**Work task**: Repeat, exactly and alone, every line from the line that contains "Find every instance of the dark" to the end of the entries.

**Input records**:
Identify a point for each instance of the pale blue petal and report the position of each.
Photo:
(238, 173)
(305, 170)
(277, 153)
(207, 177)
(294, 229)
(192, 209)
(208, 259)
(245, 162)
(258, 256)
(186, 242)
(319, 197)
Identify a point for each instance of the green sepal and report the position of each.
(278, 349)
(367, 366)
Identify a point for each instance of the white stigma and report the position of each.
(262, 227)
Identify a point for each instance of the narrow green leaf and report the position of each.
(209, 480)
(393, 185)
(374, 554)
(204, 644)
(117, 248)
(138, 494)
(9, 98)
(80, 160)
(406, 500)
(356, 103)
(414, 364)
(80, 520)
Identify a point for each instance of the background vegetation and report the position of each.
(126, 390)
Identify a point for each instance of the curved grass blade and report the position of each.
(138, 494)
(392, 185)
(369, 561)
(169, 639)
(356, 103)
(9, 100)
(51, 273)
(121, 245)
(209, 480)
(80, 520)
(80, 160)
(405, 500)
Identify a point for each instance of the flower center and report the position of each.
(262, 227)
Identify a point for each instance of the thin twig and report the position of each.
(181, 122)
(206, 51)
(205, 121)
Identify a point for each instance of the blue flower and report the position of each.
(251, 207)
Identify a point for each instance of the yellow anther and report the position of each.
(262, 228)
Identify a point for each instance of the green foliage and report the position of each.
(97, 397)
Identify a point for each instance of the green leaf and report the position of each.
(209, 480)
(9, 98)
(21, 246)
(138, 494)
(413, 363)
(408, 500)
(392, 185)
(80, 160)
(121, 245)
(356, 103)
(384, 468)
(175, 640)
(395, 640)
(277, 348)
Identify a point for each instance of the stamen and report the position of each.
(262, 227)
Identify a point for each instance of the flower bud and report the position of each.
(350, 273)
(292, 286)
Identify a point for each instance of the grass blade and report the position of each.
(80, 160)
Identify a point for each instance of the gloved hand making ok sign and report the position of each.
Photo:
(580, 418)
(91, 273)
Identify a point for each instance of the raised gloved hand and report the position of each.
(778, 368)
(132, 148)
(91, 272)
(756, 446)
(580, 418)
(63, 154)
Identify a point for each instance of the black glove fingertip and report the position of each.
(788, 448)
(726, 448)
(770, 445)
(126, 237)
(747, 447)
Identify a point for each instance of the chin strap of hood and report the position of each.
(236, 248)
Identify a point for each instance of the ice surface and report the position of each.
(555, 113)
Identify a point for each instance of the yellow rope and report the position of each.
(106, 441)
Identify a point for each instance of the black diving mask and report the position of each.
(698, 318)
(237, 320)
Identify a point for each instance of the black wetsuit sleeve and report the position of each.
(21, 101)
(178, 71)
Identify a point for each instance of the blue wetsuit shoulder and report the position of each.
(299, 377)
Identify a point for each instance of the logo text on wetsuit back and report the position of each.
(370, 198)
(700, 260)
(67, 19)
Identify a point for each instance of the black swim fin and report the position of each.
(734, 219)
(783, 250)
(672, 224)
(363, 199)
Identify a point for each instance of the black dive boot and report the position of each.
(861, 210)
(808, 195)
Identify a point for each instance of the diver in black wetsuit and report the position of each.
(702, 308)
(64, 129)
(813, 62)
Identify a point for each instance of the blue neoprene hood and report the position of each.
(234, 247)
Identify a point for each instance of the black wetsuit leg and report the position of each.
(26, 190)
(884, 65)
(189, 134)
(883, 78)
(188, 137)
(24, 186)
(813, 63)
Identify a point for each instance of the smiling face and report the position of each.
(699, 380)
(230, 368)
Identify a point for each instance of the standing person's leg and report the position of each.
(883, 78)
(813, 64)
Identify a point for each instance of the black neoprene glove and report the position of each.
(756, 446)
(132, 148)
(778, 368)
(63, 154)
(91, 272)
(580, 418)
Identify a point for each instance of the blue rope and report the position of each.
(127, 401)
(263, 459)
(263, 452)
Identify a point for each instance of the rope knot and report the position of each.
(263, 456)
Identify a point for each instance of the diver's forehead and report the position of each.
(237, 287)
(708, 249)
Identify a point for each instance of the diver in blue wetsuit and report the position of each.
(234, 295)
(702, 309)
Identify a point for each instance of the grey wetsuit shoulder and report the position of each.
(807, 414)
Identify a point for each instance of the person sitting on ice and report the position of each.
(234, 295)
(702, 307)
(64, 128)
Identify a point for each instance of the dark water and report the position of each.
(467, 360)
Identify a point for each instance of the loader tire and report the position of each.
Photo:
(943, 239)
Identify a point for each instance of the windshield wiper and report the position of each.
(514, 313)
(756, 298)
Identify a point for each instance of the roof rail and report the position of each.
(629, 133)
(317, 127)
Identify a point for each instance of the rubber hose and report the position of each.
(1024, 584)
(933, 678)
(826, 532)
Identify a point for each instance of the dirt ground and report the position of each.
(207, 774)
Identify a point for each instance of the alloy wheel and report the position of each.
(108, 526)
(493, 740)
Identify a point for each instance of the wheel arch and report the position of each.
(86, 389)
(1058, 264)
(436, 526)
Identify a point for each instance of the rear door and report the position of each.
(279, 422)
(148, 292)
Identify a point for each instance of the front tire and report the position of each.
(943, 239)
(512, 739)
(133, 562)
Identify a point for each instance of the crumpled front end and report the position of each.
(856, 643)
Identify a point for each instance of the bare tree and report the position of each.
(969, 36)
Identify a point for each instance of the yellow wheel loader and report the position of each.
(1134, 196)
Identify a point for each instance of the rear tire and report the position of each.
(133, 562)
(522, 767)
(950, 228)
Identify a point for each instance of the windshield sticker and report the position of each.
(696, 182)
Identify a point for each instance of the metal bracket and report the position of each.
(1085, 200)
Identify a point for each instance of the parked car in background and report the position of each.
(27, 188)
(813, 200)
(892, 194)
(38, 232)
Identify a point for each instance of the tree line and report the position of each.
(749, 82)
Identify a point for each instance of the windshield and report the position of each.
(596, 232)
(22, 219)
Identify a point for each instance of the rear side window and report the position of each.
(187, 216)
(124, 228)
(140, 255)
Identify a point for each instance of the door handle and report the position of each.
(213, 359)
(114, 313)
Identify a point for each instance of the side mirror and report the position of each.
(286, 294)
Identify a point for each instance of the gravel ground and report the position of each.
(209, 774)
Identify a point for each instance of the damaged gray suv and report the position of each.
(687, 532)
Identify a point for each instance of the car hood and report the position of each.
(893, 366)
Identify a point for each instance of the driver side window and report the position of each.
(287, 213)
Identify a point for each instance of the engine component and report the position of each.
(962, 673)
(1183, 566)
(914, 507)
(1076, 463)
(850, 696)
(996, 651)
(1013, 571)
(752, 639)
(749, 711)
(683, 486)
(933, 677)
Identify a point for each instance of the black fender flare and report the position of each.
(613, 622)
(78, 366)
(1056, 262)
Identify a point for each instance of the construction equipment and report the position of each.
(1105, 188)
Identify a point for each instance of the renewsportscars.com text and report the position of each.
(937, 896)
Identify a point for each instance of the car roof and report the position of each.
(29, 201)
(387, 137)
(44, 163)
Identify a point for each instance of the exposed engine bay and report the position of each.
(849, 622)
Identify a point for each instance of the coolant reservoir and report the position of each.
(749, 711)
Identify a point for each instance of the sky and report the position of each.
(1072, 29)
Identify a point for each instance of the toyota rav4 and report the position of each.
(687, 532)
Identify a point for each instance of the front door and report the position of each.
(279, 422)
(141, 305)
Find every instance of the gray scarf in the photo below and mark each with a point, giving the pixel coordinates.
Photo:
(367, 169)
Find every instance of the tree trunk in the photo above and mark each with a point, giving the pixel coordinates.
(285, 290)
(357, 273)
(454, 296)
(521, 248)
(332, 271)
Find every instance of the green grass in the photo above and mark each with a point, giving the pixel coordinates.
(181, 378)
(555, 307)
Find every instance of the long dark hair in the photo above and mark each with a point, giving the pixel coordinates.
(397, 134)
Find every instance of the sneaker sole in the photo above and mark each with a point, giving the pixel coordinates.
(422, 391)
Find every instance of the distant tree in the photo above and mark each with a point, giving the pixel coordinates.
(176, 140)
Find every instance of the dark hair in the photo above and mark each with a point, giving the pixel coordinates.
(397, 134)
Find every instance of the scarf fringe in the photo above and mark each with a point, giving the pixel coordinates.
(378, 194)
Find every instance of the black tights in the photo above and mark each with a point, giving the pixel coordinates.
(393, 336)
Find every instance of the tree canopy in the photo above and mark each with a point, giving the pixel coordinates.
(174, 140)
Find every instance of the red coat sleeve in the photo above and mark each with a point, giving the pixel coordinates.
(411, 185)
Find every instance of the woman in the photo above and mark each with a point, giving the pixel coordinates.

**Written response**:
Find every instance of the dark hair in the photo above and mark each with a point, giving the pixel coordinates.
(397, 134)
Find every instance of the scarf fringe in the photo above and mark each with a point, giving the pixel coordinates.
(378, 194)
Find every instance of the black tights in the photo above and mark each with a point, giving the pixel coordinates.
(393, 336)
Find every instance of the tree canopy in the photo above and mark each with a point, giving the pixel coordinates.
(174, 140)
Find every instance of the red coat sleeve in the photo above and mark each with a point, giving the pixel coordinates.
(411, 185)
Find every instance of the woman in the photo above and mark each with a point, giving the pixel coordinates.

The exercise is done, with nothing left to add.